Today I have signed into law H.R. 2333, the "Foreign Relations Authorization Act, Fiscal Years 1994 and 1995." This Act authorizes critically needed appropriations and provides important authorities for the Department of State, the United States Information Agency (USIA), the Peace Corps, and the United States Arms Control and Disarmament Agency (USACDA). I appreciate the Congress' cooperation in passing a bill that maintains many of the Administration's requests and provides management authorities that will improve the operations of the Department of State and related agencies during a period of fiscal constraint.

I am especially pleased that this legislation includes language authorizing implementation of the Administration's international broadcasting reorganization plan. The plan, to be implemented over 2 fiscal years, will achieve projected savings of approximately $400 million over 4 years, while preserving and enhancing the program quality, effectiveness, and professional integrity of U.S.-funded broadcast services. These services include the Voice of America, Radio Free Europe, Radio Liberty, Radio and Television Marti, WorldNet, and a new Radio Free Asia operation.

I very much appreciate that the funding authorizations for the Department of State, USIA, and other agencies are sufficient to cover appropriations for this fiscal year, and for the levels requested by the Administration for fiscal year 1995. I also appreciate the authorizations for Contributions to International Organizations and Contributions for International Peacekeeping Activities, which are at the Administration's request level, plus an additional $670 million in authorization provided for a portion of the anticipated shortfall in fiscal year 1994 peacekeeping funds.

However, earmarks in the Department of State's main operating accounts for activities not requested by the Administration will severely restrict the Department's ability to meet planned levels for critical investments in its information system and other infrastructure improvements. As part of the Department's streamlining efforts, and with a constrained budget, the Secretary of State needs the flexibility to allocate scarce resources where they are needed most.

I am pleased at the inclusion of authorities necessary to implement the Department of State's reorganization plan. I regret, however, the provision that interferes with the Secretary's plan to merge the Office of the Coordinator for Counter-Terrorism into the proposed Bureau of Narcotics, Terrorism, and Crime, where this activity would receive the coordinated, high-level attention that I believe would be the most effective in fighting terrorism.

The bill also contains many useful authorities that will assist the Department in improving the efficiency of its operations both domestically and overseas. These include a new visa fee to be used for upgrading consular systems and expanded authority to hire U.S. citizens at posts abroad. Despite these and many other useful authorities contained in this bill, I have serious reservations concerning a number of its provisions.

Section 141 would require the Department of State to allow local guard contracts awarded to U.S. firms to be paid in U.S. dollars in certain countries. Because many countries require that payment for services rendered locally be paid in local currency, this provision could force the United States to violate both host country law and its obligations under the Vienna Convention on Diplomatic Relations. I will seek to implement this section in the manner most consistent with U.S. obligations under international law.

Other provisions raise constitutional concerns. Article II of the Constitution confers the Executive power of the United States on the President alone. Executive power includes special authority in the area of foreign affairs. Certain provisions in H.R. 2333, however, could be construed so as to interfere with the discharge of my constitutional responsibilities.

════════════════

Given task 1
List every U.S.-funded broadcast service named in the signing statement.
Given task 2
Return, word for word, everything in the signing statement from "I am pleased" down to "of its provisions.".
The entries have nothing to do with what is asked here.

Supplied records
════════════════

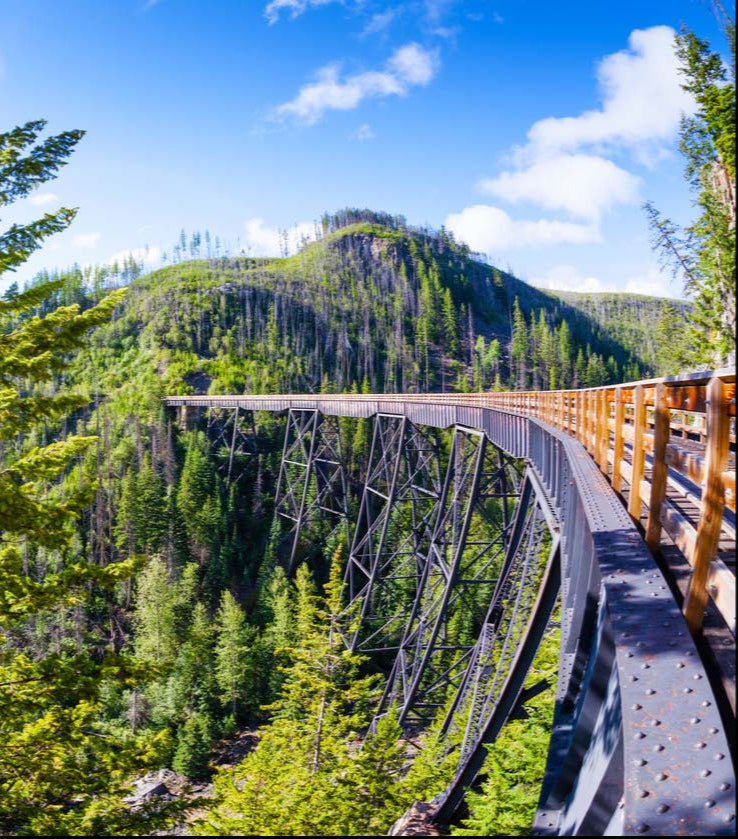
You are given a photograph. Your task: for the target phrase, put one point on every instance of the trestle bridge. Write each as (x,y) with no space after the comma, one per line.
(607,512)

════════════════

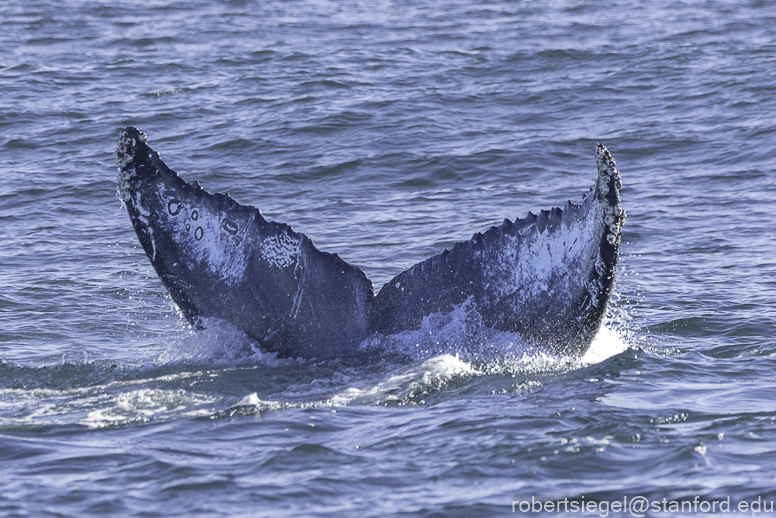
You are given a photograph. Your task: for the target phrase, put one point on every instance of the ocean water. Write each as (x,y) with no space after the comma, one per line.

════════════════

Complete output 1
Voice of America, Radio Free Europe, Radio Liberty, Radio and Television Marti, WorldNet, Radio Free Asia

Complete output 2
I am pleased at the inclusion of authorities necessary to implement the Department of State's reorganization plan. I regret, however, the provision that interferes with the Secretary's plan to merge the Office of the Coordinator for Counter-Terrorism into the proposed Bureau of Narcotics, Terrorism, and Crime, where this activity would receive the coordinated, high-level attention that I believe would be the most effective in fighting terrorism.

The bill also contains many useful authorities that will assist the Department in improving the efficiency of its operations both domestically and overseas. These include a new visa fee to be used for upgrading consular systems and expanded authority to hire U.S. citizens at posts abroad. Despite these and many other useful authorities contained in this bill, I have serious reservations concerning a number of its provisions.